Copy out every line from the line with "Can you find the bare arm?" to the line with "point(531, 78)", both included, and add 103 to each coordinate in the answer points. Keep each row's wording and its format-sample point unchanged.

Exercise materials:
_ _ _ _ _

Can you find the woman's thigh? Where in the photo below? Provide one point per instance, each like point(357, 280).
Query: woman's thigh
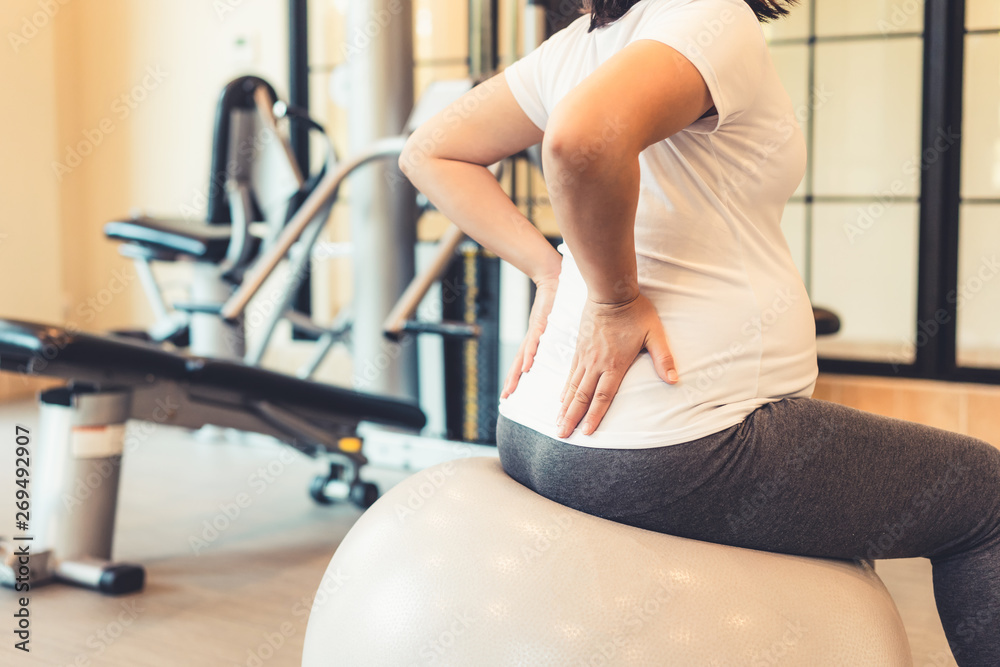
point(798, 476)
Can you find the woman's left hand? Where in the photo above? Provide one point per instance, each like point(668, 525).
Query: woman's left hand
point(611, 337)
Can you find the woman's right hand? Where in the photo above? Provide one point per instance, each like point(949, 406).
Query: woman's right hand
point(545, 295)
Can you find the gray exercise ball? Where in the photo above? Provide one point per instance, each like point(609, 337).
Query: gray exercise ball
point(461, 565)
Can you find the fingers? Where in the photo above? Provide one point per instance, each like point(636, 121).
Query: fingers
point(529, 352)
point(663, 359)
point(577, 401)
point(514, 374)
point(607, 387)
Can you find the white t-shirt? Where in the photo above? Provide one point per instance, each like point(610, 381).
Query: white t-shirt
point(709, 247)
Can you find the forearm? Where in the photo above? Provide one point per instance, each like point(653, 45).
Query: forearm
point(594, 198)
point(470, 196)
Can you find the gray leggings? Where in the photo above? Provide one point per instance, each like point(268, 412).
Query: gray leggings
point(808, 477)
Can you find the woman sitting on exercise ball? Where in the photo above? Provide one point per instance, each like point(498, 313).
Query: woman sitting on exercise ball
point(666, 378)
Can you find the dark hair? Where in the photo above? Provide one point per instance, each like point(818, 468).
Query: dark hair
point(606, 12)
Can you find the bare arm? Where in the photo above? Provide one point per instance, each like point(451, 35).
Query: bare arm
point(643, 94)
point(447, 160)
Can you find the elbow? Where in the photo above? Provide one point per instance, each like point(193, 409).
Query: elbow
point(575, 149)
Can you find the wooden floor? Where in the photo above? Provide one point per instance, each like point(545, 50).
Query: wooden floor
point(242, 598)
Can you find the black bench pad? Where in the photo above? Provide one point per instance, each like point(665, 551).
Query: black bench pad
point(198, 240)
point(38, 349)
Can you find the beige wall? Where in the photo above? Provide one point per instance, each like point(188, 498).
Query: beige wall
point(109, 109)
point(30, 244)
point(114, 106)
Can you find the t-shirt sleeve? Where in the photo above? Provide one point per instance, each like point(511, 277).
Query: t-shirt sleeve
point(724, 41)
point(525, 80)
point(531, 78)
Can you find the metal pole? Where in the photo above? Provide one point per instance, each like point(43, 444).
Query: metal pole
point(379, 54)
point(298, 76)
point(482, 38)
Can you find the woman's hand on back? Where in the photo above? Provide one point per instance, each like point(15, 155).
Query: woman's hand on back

_ _ _ _ _

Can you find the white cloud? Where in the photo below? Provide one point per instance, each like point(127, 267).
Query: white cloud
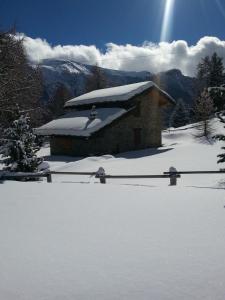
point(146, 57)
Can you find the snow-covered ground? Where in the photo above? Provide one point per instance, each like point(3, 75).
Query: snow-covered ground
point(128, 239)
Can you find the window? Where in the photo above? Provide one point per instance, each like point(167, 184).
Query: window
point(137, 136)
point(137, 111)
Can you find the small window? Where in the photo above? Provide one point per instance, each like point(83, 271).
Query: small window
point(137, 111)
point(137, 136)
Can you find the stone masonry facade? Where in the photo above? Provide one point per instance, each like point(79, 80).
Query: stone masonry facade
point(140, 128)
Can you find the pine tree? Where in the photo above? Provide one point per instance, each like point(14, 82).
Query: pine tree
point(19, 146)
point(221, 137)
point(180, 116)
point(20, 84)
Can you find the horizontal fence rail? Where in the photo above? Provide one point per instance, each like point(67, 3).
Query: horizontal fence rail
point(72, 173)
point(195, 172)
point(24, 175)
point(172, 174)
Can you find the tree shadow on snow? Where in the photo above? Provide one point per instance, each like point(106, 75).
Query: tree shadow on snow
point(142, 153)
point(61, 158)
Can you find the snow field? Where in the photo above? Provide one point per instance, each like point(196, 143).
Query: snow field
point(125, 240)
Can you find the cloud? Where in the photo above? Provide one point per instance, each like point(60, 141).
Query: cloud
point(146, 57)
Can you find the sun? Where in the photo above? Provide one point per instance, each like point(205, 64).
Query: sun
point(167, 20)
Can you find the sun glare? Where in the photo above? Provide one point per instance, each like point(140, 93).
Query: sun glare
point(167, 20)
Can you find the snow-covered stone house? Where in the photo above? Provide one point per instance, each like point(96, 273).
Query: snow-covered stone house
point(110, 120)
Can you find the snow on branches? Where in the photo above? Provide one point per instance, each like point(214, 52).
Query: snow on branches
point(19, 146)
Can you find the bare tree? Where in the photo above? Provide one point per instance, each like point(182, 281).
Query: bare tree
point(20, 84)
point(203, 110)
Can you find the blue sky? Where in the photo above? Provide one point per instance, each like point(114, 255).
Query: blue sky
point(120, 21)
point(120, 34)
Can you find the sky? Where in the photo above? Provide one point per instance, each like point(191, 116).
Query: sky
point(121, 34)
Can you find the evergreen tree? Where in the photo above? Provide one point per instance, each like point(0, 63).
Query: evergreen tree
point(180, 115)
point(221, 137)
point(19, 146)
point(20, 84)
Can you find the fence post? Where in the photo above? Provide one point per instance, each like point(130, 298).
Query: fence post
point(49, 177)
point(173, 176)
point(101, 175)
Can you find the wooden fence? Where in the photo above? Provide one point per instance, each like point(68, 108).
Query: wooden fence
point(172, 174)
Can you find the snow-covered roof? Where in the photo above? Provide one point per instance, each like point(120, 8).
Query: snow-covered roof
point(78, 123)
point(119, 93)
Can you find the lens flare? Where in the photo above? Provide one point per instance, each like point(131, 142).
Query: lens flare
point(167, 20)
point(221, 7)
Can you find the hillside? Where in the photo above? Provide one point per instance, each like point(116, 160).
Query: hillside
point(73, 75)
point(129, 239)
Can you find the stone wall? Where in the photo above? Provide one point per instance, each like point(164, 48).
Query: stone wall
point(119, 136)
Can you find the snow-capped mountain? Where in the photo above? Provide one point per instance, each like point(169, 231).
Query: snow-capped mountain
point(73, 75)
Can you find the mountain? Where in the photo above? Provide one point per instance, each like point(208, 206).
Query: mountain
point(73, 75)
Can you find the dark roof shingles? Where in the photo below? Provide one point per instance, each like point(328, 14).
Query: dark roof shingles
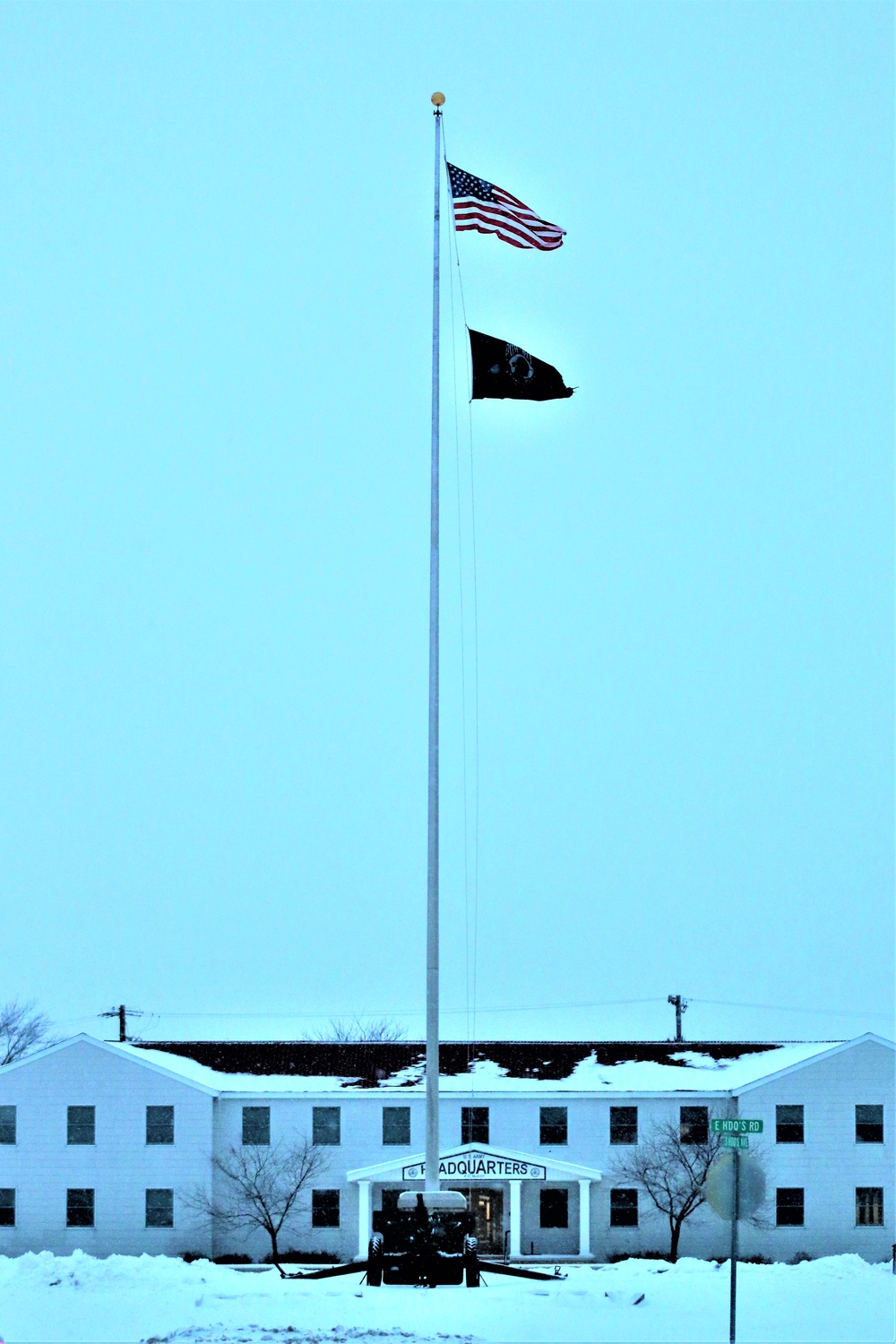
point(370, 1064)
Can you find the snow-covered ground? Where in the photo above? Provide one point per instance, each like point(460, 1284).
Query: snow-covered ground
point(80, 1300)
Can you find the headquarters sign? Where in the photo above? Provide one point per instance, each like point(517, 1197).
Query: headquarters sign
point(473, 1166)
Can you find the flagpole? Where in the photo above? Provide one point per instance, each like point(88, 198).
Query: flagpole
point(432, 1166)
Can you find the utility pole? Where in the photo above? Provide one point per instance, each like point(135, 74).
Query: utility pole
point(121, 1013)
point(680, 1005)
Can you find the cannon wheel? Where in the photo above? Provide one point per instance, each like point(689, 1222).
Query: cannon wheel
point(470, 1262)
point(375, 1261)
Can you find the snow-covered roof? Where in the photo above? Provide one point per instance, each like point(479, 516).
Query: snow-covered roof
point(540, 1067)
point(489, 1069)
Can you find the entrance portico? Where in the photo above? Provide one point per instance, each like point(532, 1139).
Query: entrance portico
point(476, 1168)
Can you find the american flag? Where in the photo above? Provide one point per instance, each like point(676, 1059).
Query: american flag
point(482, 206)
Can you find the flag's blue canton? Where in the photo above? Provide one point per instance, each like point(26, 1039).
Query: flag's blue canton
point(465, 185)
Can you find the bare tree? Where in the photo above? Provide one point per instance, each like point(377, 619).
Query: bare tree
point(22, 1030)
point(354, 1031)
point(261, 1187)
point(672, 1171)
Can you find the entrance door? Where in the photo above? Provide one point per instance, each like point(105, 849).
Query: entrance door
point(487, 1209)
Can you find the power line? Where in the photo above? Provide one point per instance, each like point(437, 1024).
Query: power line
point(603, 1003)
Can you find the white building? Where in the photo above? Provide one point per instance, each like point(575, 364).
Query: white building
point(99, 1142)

_ _ _ _ _

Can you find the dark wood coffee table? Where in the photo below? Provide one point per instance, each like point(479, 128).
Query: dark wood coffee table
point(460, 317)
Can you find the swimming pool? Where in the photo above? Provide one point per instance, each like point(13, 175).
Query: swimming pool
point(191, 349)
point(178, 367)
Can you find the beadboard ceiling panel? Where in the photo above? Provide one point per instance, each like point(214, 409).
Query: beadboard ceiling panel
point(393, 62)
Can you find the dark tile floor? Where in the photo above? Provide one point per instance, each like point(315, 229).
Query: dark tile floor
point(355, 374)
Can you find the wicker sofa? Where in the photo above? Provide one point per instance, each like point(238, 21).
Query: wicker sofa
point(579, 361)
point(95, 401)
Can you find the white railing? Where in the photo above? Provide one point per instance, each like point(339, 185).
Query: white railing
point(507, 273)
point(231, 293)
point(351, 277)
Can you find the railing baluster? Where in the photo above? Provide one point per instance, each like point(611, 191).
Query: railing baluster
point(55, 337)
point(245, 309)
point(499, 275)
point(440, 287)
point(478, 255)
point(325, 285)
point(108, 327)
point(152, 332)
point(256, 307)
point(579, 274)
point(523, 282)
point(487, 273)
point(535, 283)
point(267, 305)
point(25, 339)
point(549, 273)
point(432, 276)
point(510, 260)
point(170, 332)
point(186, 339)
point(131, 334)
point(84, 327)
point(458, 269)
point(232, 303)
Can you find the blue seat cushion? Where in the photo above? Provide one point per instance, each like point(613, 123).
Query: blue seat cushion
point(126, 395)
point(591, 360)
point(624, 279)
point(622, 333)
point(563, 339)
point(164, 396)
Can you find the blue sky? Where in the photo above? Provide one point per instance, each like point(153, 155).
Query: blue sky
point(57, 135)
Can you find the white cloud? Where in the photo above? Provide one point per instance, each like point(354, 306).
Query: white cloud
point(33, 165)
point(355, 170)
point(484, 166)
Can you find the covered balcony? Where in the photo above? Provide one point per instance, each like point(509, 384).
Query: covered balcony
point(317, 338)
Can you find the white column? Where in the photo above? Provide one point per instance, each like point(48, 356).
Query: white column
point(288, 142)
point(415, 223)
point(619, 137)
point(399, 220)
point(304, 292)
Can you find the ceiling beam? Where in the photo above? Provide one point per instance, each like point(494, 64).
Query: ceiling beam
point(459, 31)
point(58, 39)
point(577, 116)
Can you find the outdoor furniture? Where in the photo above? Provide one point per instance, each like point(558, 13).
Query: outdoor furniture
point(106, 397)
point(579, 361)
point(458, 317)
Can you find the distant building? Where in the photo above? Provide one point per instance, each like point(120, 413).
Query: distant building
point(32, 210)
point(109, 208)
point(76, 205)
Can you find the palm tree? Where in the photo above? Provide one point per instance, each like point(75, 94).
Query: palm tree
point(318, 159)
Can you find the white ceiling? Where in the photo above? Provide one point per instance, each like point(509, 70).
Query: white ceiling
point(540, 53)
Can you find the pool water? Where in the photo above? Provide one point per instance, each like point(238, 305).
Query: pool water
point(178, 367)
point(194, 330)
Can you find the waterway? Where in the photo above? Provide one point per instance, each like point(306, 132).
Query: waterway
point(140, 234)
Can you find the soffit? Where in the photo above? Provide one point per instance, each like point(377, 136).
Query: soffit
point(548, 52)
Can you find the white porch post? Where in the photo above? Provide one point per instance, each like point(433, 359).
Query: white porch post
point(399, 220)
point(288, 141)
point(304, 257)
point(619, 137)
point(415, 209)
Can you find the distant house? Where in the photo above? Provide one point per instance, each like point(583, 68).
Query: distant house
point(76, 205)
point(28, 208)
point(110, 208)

_ _ _ _ _

The completed task:
Can you find the bare arm? Where in the photo above? Provide one point per instance, each like point(451, 35).
Query: bare arm
point(746, 197)
point(550, 263)
Can you find the elbow? Where in the photo above? Provide one point per instance, each like point(193, 409).
Query: elbow
point(678, 252)
Can you find the wooden floor? Where in the photo above? Provide one point per instance, each like point(545, 50).
Query: wooden floor
point(345, 701)
Can you find the black bench pad? Where in the photo above? Provide one point per instance, each like point(665, 551).
Query: black bench pad
point(301, 343)
point(141, 452)
Can you find the beige wall? Where in the photo above? Provide one point per instance, each like point(188, 498).
Query: beige wall
point(212, 212)
point(133, 347)
point(217, 209)
Can you find the t-shirt sleeve? Where in the photo above? Provide one point per instance, each like point(511, 277).
Query: t-shirt sleeve
point(827, 144)
point(628, 183)
point(634, 181)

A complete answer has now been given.